## GIVEN EXERCISE
Every record below should be written out exactly; pictures stay out.

## LISTED ENTRIES

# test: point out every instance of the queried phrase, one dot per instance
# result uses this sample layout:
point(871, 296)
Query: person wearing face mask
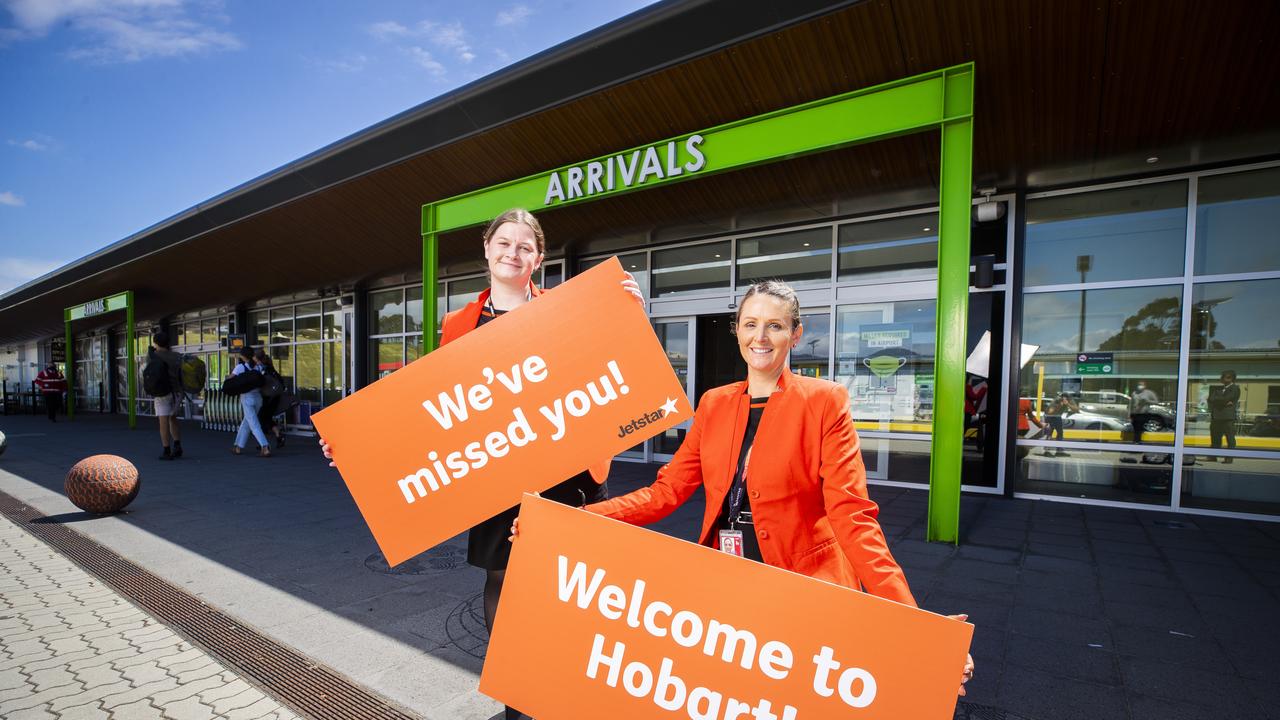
point(1139, 409)
point(778, 459)
point(513, 249)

## RESPONSE TO THE EXERCISE
# test: point out every instance of the queried phrase, one dot per instance
# result uses this sample layout:
point(871, 296)
Query: person wearing face mask
point(1139, 409)
point(778, 459)
point(513, 249)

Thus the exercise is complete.